WORK INSTRUCTION - Set down the entries once more, exactly as given.

PROVIDED RECORDS -
=== Section Start ===
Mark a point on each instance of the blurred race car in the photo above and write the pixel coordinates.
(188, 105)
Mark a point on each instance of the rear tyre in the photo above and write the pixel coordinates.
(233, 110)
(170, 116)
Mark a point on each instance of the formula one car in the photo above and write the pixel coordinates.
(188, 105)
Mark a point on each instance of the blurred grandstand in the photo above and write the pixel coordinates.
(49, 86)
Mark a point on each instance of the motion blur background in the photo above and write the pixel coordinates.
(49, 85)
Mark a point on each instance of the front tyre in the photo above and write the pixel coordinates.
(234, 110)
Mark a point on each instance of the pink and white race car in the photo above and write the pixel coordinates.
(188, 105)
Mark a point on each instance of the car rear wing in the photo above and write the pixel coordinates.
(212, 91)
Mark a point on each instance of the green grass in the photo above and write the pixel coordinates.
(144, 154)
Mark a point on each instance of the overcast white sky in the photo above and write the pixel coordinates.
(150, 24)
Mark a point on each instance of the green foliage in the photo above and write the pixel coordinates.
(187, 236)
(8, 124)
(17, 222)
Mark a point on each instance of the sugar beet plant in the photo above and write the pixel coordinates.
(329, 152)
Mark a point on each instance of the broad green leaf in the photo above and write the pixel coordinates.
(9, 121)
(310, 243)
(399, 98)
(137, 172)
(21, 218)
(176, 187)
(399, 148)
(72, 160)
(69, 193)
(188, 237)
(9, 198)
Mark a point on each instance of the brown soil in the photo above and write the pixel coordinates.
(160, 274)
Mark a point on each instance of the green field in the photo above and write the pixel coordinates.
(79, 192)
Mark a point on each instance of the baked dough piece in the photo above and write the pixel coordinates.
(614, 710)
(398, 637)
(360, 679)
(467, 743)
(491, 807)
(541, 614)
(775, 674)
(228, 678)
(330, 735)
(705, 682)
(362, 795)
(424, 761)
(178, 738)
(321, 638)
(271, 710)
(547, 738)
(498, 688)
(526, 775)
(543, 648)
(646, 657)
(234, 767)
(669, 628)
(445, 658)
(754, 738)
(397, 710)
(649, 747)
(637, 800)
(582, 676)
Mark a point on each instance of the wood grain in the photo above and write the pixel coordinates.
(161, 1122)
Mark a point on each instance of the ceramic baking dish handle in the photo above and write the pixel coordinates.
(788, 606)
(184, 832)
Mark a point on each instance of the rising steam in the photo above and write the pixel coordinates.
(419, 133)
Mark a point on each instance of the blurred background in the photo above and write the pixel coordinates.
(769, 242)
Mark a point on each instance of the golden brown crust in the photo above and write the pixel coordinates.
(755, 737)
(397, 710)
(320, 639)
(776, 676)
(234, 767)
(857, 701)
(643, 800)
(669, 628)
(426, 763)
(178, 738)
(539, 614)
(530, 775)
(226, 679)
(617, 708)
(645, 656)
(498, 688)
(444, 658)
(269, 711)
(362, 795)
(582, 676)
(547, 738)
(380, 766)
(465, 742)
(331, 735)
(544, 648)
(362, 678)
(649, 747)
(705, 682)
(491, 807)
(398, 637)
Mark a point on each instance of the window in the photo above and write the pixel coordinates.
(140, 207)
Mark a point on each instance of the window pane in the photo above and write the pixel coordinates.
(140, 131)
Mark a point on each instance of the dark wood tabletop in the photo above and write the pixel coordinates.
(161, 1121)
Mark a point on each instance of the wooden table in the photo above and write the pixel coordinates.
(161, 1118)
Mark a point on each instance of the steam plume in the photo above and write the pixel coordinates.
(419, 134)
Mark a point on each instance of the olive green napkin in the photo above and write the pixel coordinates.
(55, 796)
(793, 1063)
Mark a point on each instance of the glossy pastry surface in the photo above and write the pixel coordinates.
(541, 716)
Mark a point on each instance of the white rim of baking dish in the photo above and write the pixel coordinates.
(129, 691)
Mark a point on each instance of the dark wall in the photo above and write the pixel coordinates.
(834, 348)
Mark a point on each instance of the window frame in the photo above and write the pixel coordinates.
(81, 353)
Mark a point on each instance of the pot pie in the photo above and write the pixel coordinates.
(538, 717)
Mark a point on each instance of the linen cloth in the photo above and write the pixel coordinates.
=== Section End ===
SOLVED PROBLEM -
Mark a point on each instance of the blurred race car in the photo above and write the pixel coordinates.
(188, 105)
Mark a point on each instance of the rear tyre in the photo above and write the pixel coordinates.
(233, 110)
(170, 116)
Mark a point on each instance of the formula one car in the photo above and write the pixel coordinates.
(188, 105)
Mark a point on each instance of the blurred grandstand in the photo above and write the pixel coordinates.
(49, 86)
Mark a point on each instance of the motion blur background in the photo above and write the pixel coordinates.
(49, 85)
Mark a point on each instance of the front tyre in the photo above and write the pixel coordinates.
(234, 110)
Mark a point on each instance of the pink and white race car in the photo above and write the pixel coordinates.
(188, 105)
Mark a point on each instance of the car rear wing in the photo above and write the pixel coordinates.
(212, 91)
Mark a point on each instance of the green grass in the photo above and write the pixel coordinates.
(144, 154)
Mark a point on each instance of the overcast white sky in the photo above and write the pixel coordinates.
(150, 24)
Mark a point on each instance of the green foliage in the photo above and write the pixel coordinates.
(187, 236)
(8, 124)
(17, 222)
Mark a point on each instance of the sugar beet plant in the photo above and write the pixel coordinates.
(329, 152)
Mark a point on each instance of the broad green leaf in the photo above and write the pixel coordinates.
(9, 121)
(310, 243)
(399, 98)
(137, 172)
(21, 218)
(176, 187)
(399, 148)
(72, 160)
(69, 193)
(188, 237)
(9, 198)
Mark a point on each instance of the brown soil in the photo above and write the pixel coordinates.
(160, 274)
Mark a point on each instance of the green field in the photo above and write the pixel coordinates.
(79, 192)
Mark a point on each instance of the baked dough piece in the photo above and write the pixel coordinates.
(614, 710)
(398, 637)
(360, 679)
(467, 743)
(491, 807)
(541, 614)
(775, 674)
(228, 678)
(330, 735)
(705, 682)
(362, 795)
(424, 761)
(178, 738)
(321, 638)
(271, 710)
(547, 738)
(498, 688)
(526, 775)
(543, 648)
(646, 657)
(234, 767)
(669, 628)
(445, 658)
(754, 738)
(397, 710)
(649, 747)
(637, 800)
(582, 676)
Mark a point on each instance of the wood grain in the photo above and write the pixel coordinates.
(161, 1122)
Mark a point on each instance of the ceramic baking dish handle in the photo above and write the pixel coordinates.
(788, 606)
(184, 832)
Mark a point on each instance of the rising steam in the photo above and write the pixel coordinates.
(419, 133)
Mark a point on each instance of the blurred background in the photo above and write the pixel coordinates.
(769, 242)
Mark a point on each instance of the golden brown crust in the photo above and write the pixel coordinates.
(755, 737)
(397, 710)
(320, 639)
(776, 676)
(234, 767)
(857, 701)
(643, 800)
(669, 628)
(426, 763)
(178, 738)
(539, 614)
(530, 775)
(226, 679)
(617, 708)
(645, 656)
(498, 688)
(444, 658)
(269, 711)
(362, 795)
(582, 676)
(547, 738)
(380, 766)
(465, 742)
(331, 735)
(544, 648)
(362, 678)
(649, 747)
(705, 682)
(491, 807)
(398, 637)
Mark a point on each instance of the window in the photo above and write the pixel coordinates.
(140, 207)
Mark a point on each instance of the window pane in the photo above and write the pixel coordinates.
(140, 131)
Mark a point on each instance of the dark wood tabletop in the photo above and write the pixel coordinates.
(161, 1121)
Mark a point on each instance of the wooden table in the photo above and write the pixel coordinates.
(161, 1118)
Mark a point on each instance of the steam plume in the photo above and write the pixel coordinates.
(419, 134)
Mark a point on each instance of the olive green napkin in the photo above and write the pixel coordinates.
(55, 796)
(793, 1063)
Mark a point on each instance of the glossy pastry surface in the photo above and write the pixel coordinates.
(541, 716)
Mark a point on each instance of the white rim of baking dish in the photo above and write the pixel coordinates.
(129, 691)
Mark a point on each instance of the dark wall in the photo above and write the pixel coordinates.
(834, 348)
Mark a point on each instance of the window frame in the photo above and write the pixel coordinates.
(81, 353)
Mark a point on each instance of the pot pie in the photo above and write the pixel coordinates.
(538, 717)
Mark a point on each instance of the linen cloth in the photo above and write the pixel coordinates.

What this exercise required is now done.